Dataset extract Start Marker
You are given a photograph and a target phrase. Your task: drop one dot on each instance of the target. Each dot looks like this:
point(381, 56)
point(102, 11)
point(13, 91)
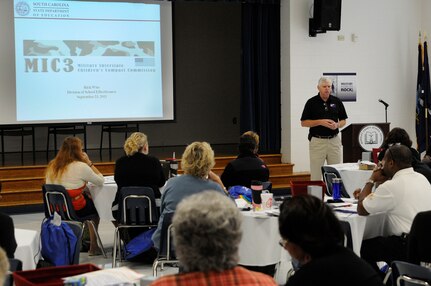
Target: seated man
point(312, 235)
point(207, 232)
point(247, 166)
point(399, 136)
point(401, 193)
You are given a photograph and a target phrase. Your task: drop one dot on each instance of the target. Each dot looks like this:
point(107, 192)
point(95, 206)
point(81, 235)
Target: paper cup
point(267, 199)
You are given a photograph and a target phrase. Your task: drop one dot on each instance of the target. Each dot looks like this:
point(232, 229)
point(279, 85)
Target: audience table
point(352, 177)
point(27, 248)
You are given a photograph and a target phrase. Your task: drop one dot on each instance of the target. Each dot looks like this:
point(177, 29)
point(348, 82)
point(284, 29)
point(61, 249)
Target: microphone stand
point(386, 113)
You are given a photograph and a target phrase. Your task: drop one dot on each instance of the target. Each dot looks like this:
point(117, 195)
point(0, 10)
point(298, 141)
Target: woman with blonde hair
point(197, 161)
point(73, 169)
point(137, 168)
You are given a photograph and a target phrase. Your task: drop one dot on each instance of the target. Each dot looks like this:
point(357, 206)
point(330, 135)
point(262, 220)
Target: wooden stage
point(21, 184)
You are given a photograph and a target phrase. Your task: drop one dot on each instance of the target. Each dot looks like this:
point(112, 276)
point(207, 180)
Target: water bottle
point(336, 189)
point(256, 191)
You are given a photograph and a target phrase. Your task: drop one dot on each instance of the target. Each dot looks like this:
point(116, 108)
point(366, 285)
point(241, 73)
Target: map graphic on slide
point(89, 48)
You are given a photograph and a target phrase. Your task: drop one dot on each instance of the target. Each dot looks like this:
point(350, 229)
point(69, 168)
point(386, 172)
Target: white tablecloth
point(259, 244)
point(363, 227)
point(352, 177)
point(28, 248)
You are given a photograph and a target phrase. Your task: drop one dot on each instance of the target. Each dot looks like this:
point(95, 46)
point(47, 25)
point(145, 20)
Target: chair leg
point(101, 143)
point(2, 147)
point(114, 251)
point(22, 146)
point(99, 241)
point(110, 145)
point(33, 144)
point(155, 266)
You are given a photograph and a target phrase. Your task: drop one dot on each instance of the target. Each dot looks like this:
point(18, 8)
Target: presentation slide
point(83, 61)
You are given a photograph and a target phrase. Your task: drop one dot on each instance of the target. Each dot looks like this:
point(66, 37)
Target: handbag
point(58, 241)
point(139, 244)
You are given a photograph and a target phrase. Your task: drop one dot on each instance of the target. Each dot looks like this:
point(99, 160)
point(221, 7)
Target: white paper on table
point(109, 180)
point(109, 276)
point(241, 203)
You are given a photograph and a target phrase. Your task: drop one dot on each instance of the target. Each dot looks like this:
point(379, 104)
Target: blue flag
point(423, 93)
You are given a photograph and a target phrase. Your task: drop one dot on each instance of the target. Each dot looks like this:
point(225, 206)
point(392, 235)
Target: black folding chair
point(166, 253)
point(14, 265)
point(407, 274)
point(137, 209)
point(56, 199)
point(330, 173)
point(419, 246)
point(348, 241)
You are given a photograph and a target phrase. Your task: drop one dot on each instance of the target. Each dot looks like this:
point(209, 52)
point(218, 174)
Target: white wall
point(384, 56)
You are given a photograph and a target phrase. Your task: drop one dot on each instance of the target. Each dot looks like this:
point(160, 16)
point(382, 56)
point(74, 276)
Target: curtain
point(260, 94)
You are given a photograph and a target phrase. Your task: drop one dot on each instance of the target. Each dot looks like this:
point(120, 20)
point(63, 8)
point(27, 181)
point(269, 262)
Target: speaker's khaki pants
point(321, 150)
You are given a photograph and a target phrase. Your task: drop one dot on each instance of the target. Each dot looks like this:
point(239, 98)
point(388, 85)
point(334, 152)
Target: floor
point(106, 230)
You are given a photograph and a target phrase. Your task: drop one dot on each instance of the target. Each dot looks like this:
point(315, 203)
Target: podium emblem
point(370, 136)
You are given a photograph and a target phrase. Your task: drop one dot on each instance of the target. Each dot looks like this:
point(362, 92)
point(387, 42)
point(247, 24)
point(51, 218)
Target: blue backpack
point(58, 243)
point(139, 244)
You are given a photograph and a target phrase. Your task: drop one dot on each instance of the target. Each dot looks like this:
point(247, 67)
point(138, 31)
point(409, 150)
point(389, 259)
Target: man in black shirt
point(324, 114)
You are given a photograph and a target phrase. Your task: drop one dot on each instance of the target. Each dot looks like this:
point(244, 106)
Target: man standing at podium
point(324, 114)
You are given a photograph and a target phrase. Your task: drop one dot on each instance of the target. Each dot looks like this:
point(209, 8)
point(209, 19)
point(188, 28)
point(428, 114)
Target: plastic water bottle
point(336, 189)
point(256, 191)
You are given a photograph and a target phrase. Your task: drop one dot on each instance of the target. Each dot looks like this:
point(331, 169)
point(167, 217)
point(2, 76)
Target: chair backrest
point(348, 241)
point(77, 228)
point(300, 187)
point(376, 152)
point(167, 248)
point(14, 265)
point(267, 186)
point(56, 199)
point(137, 206)
point(404, 273)
point(328, 174)
point(419, 246)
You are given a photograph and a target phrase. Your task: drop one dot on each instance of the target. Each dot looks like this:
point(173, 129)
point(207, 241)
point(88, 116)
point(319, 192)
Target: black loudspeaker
point(327, 15)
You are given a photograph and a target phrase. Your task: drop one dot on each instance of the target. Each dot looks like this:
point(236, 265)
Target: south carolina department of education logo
point(370, 136)
point(22, 8)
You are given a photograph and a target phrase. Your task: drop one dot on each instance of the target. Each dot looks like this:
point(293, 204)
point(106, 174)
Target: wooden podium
point(357, 135)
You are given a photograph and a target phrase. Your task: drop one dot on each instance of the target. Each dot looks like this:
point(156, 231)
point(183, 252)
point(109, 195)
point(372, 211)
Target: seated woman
point(400, 136)
point(137, 168)
point(207, 234)
point(312, 235)
point(197, 161)
point(73, 169)
point(247, 166)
Dataset extract End Marker
▶ Exercise description: Using only the listing above, restate exactly the lines from the line containing "point(244, 106)" through the line containing "point(173, 129)", both included.

▶ Answer box:
point(244, 106)
Target: man standing at podium
point(324, 114)
You are given a photograph and a target phrase. Your task: drop one dot on each instance of the target. Each dot looks like this:
point(209, 8)
point(209, 19)
point(188, 28)
point(428, 114)
Target: plastic water bottle
point(336, 189)
point(256, 191)
You are given a photograph and a target phrase. Your task: drop one dot on each instance of the target. Each dot looks like this:
point(331, 169)
point(167, 217)
point(2, 76)
Target: chair backrest
point(348, 241)
point(77, 228)
point(300, 187)
point(376, 152)
point(167, 248)
point(14, 265)
point(267, 186)
point(56, 199)
point(137, 206)
point(404, 273)
point(328, 174)
point(419, 246)
You are given a photograph and a target phrase. Your task: drop one dot on each instance of the target. Each dot looks like this:
point(173, 129)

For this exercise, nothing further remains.